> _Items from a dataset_
::::::::

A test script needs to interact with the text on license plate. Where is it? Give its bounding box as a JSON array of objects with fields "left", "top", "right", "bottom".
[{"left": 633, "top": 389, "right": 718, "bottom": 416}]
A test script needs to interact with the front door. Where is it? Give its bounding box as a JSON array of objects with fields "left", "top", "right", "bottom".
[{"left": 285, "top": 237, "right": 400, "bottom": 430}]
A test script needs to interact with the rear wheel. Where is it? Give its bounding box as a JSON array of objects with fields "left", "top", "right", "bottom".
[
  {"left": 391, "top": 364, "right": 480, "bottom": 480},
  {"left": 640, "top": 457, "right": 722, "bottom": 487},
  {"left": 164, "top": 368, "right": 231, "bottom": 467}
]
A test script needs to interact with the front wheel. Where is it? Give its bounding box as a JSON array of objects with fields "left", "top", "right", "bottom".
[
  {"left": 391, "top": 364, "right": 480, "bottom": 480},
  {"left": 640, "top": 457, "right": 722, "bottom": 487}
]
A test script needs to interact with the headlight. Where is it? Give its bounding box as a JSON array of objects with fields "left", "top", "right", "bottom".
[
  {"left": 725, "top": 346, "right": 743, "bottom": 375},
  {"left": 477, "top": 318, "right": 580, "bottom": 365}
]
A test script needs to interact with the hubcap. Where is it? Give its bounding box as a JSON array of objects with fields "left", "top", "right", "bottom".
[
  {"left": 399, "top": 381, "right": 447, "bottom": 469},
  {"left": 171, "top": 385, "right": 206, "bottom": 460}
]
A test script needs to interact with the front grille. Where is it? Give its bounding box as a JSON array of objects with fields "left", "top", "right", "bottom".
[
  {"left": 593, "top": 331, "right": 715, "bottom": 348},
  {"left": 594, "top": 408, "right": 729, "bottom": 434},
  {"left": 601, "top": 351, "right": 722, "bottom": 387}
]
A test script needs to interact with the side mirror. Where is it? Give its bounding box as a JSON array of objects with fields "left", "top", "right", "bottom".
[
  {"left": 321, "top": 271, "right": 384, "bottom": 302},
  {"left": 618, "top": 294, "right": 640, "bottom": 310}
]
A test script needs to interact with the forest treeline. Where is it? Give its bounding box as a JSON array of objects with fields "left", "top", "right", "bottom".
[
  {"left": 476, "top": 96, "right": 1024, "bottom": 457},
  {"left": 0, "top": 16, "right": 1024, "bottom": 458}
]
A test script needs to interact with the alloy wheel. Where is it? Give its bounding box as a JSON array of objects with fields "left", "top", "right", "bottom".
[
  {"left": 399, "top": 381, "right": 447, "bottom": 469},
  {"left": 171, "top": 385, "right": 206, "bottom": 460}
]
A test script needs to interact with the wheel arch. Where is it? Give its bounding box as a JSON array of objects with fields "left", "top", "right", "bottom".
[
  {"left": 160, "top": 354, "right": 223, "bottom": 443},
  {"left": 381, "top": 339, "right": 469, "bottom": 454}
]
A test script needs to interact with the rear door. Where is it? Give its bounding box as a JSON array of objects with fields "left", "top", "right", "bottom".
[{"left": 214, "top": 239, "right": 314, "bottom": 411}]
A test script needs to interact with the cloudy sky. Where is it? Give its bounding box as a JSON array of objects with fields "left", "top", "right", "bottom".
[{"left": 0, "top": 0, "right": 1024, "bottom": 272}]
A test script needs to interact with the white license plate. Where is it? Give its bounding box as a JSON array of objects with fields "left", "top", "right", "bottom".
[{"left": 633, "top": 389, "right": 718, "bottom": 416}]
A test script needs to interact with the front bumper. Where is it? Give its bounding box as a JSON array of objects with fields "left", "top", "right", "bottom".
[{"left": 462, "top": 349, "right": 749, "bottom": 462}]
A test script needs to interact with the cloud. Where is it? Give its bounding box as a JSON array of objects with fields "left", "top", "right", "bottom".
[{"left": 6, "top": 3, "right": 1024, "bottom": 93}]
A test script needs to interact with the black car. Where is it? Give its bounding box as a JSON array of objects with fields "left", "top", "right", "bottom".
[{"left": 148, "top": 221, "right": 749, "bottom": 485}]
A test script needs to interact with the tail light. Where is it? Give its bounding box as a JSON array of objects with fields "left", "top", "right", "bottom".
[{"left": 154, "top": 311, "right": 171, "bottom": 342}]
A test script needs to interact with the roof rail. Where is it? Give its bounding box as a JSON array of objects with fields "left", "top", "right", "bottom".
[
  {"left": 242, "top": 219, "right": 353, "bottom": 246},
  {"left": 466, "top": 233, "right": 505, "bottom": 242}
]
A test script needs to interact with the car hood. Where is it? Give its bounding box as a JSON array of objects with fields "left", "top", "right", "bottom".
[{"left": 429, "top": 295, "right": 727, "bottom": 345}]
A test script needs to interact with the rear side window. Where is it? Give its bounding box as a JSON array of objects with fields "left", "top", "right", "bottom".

::::::::

> _Set problem_
Pull out every line above that contains the word "door" and copy each one in full. Case counts.

> _Finished task_
A test script needs to interact with the front door. Where is it? Give its bounding box as a JSON array of objects with fields "left", "top", "right", "bottom".
A test script needs to interact with the rear door. Where is it? Give its bounding box as a JSON array of objects with fields "left", "top", "right", "bottom".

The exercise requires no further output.